══ Source records

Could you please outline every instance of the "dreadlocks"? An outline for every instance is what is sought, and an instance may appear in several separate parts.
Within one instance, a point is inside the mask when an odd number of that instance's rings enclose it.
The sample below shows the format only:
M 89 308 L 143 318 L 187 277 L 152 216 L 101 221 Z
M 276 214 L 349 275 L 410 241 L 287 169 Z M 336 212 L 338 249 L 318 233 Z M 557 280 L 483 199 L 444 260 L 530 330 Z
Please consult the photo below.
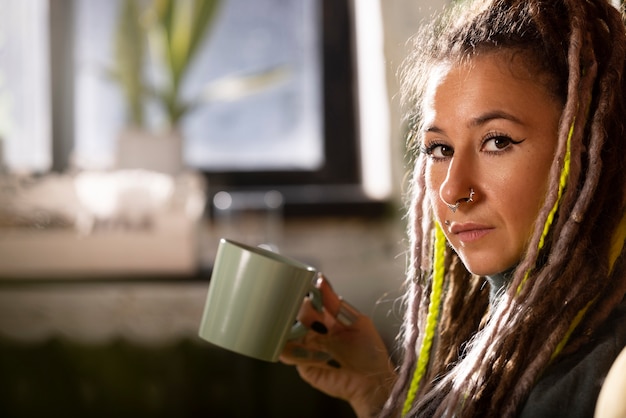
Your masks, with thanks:
M 405 359 L 382 416 L 407 397 L 405 412 L 413 416 L 515 416 L 543 371 L 587 343 L 626 293 L 622 15 L 606 0 L 466 3 L 418 34 L 401 73 L 415 154 L 412 252 Z M 429 70 L 483 54 L 521 54 L 563 104 L 543 207 L 494 306 L 483 279 L 450 248 L 440 248 L 442 258 L 433 261 L 441 244 L 425 198 L 425 157 L 417 152 Z M 444 271 L 440 292 L 433 290 L 437 263 Z M 432 315 L 435 297 L 440 300 Z M 425 340 L 430 345 L 420 351 Z M 415 373 L 418 362 L 425 365 L 421 374 Z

════

■ Activity
Wherever a line of the data above contains "instance", copy that line.

■ Task output
Could you please outline every instance of the "dreadlocks"? An outline for every instance is what is sought, and an instance may appear in several separate parts.
Within one instance, a point is inside the mask when an odd number of that instance's rings enclose it.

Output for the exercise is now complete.